* WHAT THE EXERCISE ASKS *
Please set down each of the lines below once more, exactly, omitting all pictures.

──────── DATA FOR ANALYSIS

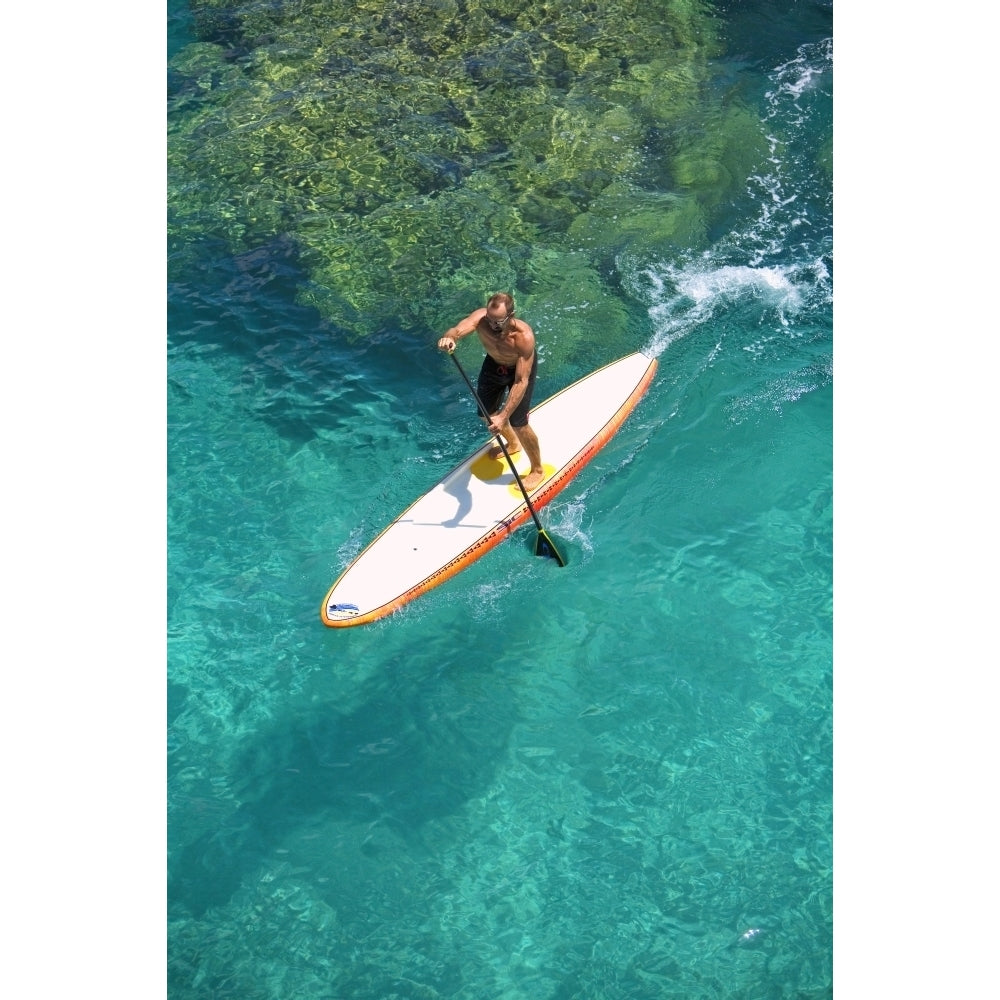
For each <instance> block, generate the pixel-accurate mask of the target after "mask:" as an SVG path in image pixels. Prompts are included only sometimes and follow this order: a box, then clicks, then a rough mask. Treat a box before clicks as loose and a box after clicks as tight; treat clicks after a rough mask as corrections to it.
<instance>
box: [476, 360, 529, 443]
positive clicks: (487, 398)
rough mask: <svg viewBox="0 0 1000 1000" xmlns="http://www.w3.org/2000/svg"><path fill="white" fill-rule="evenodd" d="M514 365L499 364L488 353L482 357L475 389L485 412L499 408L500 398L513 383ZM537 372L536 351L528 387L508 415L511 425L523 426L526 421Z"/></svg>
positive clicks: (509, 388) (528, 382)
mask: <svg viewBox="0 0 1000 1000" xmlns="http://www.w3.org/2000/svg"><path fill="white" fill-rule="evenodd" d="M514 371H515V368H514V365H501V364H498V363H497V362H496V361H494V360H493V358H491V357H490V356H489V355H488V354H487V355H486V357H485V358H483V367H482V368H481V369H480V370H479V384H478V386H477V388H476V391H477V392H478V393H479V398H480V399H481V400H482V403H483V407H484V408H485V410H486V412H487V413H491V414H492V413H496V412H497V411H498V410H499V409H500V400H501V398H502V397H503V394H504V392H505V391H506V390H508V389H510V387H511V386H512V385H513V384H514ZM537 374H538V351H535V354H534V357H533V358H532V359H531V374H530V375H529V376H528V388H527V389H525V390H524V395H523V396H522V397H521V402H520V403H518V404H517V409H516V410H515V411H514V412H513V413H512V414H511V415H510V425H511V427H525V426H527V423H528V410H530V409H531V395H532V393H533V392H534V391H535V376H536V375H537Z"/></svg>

────────────────

* RESPONSE TO THIS EXERCISE *
For each <instance> block, generate the pixel-accurate mask of the target after "mask:" as an SVG path in image pixels. Prompts are included only sometimes and follow this order: a box, then clicks, then a rough mask. Treat a box before clicks as loose and a box after clicks as tight; treat clicks after a rough mask as corrections to it.
<instance>
box: [476, 360, 529, 443]
positive clicks: (487, 398)
rough mask: <svg viewBox="0 0 1000 1000" xmlns="http://www.w3.org/2000/svg"><path fill="white" fill-rule="evenodd" d="M514 365L499 364L488 353L482 357L475 389L485 412L499 408L500 398L513 383ZM537 372L536 351L528 387L508 415L511 425L523 426L526 421Z"/></svg>
positive clicks: (509, 388) (528, 382)
mask: <svg viewBox="0 0 1000 1000" xmlns="http://www.w3.org/2000/svg"><path fill="white" fill-rule="evenodd" d="M514 371H515V368H514V365H501V364H498V363H497V362H496V361H494V360H493V358H491V357H490V356H489V355H488V354H487V355H486V357H485V358H483V367H482V368H481V369H480V370H479V384H478V386H477V388H476V391H477V392H478V393H479V398H480V399H481V400H482V403H483V407H484V408H485V410H486V412H487V413H491V414H492V413H496V412H497V411H498V410H499V409H500V400H501V398H502V397H503V394H504V392H505V391H506V390H508V389H510V387H511V386H512V385H513V384H514ZM537 374H538V351H535V354H534V357H533V358H532V359H531V374H530V375H529V376H528V388H527V389H525V390H524V395H523V396H522V397H521V402H520V403H518V404H517V409H516V410H515V411H514V412H513V413H512V414H511V415H510V425H511V427H525V426H527V423H528V410H530V409H531V395H532V393H533V392H534V391H535V376H536V375H537Z"/></svg>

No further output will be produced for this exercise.